#### The task
Find the line containing "Each instance receives one keypoint. Mark the beige building" in the material below; copy that line and all following lines exactly.
⁂
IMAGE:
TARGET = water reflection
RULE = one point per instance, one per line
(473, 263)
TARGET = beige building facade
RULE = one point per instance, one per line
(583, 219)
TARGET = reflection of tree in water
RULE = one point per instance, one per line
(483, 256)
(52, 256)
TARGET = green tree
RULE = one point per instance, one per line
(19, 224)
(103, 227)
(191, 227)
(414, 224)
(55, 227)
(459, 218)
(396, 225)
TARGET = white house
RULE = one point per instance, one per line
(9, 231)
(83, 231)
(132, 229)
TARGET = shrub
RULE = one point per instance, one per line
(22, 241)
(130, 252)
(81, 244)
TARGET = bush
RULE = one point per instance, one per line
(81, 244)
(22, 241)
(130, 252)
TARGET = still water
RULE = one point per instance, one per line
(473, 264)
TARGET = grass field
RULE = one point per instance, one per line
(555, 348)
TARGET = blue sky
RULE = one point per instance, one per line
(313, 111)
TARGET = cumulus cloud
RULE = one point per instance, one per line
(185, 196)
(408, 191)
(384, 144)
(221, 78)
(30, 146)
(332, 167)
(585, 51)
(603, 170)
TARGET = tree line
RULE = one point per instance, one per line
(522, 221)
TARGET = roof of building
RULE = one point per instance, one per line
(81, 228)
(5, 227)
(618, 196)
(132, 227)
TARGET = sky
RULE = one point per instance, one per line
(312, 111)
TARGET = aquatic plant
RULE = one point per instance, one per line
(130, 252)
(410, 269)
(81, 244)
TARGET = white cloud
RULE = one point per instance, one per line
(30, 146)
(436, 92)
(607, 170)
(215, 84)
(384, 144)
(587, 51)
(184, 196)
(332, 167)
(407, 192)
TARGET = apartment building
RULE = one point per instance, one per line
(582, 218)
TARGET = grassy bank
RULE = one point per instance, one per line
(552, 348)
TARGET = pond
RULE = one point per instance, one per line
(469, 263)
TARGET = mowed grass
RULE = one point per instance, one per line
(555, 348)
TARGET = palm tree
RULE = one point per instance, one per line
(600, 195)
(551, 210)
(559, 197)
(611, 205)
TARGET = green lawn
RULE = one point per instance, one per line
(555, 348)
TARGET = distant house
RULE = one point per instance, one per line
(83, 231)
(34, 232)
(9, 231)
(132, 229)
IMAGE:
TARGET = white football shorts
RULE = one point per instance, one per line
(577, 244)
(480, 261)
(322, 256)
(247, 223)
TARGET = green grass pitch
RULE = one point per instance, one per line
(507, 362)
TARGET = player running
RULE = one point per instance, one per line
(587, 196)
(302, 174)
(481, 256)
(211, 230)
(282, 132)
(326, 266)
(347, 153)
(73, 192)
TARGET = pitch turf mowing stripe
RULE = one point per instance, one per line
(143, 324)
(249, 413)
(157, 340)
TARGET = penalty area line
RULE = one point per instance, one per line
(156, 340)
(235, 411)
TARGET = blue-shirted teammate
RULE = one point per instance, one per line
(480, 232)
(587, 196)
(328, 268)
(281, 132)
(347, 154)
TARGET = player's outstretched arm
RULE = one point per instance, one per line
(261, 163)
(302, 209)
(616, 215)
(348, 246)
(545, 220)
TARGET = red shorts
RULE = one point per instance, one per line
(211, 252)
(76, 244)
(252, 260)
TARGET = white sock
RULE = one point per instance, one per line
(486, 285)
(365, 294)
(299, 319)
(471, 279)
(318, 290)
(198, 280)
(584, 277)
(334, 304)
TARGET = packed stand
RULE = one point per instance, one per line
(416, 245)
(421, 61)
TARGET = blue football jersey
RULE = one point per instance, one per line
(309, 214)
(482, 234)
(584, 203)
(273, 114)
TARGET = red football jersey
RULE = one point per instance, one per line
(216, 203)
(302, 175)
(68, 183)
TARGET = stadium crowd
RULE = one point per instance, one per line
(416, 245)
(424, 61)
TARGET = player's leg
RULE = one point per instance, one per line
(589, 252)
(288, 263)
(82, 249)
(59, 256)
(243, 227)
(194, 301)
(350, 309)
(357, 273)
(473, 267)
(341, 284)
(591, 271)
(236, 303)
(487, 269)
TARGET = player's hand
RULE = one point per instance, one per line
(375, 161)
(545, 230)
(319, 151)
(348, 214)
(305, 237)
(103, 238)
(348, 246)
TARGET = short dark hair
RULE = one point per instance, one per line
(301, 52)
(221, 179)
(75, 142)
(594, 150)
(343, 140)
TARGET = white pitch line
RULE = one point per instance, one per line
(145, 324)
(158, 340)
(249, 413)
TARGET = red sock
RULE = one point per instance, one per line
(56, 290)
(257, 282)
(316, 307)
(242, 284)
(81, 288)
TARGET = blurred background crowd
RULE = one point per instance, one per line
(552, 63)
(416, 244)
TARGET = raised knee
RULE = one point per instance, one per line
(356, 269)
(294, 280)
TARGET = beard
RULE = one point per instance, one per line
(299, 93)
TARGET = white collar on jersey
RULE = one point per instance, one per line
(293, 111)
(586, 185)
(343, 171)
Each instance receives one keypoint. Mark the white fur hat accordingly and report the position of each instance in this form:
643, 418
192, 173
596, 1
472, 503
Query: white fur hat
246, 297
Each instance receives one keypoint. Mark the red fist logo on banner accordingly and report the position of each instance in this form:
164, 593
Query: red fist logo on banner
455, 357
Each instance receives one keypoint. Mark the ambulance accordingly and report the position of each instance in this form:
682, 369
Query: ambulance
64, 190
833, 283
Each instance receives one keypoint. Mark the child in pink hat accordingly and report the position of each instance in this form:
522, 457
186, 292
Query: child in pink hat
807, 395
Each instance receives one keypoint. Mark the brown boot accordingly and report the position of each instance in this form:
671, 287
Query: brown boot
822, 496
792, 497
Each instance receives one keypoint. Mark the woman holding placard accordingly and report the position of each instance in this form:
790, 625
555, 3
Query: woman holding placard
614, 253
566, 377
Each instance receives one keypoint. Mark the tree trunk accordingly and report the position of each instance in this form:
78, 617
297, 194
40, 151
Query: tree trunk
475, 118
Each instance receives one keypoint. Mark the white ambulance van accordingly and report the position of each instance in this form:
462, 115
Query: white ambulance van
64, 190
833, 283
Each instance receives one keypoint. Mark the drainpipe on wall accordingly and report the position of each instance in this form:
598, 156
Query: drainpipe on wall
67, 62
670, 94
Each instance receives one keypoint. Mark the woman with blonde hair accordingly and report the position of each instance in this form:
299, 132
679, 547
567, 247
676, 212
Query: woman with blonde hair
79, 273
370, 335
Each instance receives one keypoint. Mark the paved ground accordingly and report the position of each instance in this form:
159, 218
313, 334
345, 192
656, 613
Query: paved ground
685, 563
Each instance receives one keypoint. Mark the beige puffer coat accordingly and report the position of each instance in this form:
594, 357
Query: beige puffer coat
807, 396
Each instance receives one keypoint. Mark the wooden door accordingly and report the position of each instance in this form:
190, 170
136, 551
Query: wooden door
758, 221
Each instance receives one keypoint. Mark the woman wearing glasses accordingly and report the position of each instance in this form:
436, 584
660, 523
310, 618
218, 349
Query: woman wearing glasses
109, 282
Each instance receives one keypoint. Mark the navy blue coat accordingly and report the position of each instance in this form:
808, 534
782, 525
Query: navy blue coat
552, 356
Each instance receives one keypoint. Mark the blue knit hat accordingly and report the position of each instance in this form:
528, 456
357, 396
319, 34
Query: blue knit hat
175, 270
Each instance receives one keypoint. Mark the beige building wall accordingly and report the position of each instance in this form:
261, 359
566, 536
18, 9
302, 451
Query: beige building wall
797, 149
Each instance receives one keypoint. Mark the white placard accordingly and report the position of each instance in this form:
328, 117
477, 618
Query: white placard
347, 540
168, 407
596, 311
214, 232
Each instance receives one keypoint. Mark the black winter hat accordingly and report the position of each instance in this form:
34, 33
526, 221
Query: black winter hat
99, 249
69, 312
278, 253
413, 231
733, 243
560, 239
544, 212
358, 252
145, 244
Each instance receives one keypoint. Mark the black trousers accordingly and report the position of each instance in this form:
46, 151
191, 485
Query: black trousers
⁂
#### Written solution
Each instance receives one keypoint. Mark the beige building wall accordingly and report the position of each instance in this form:
261, 359
566, 536
18, 9
302, 451
Query: beige building wall
797, 149
Each instance receives one keypoint. Mark the white placard accordingly and report the position of each instance in this form:
328, 117
477, 618
Query: white placard
347, 540
168, 407
596, 311
214, 232
Each instance receives one keypoint. Mark the black winter hat accordingly and report the position of each instance in this form:
34, 33
526, 221
Query: black winter hat
99, 249
69, 312
278, 253
413, 231
733, 243
560, 239
544, 212
358, 252
145, 244
Each instance receives one keypoint. Mark the black trousers accordingly and report the position of each instance in this form:
46, 151
191, 485
Query: black trousers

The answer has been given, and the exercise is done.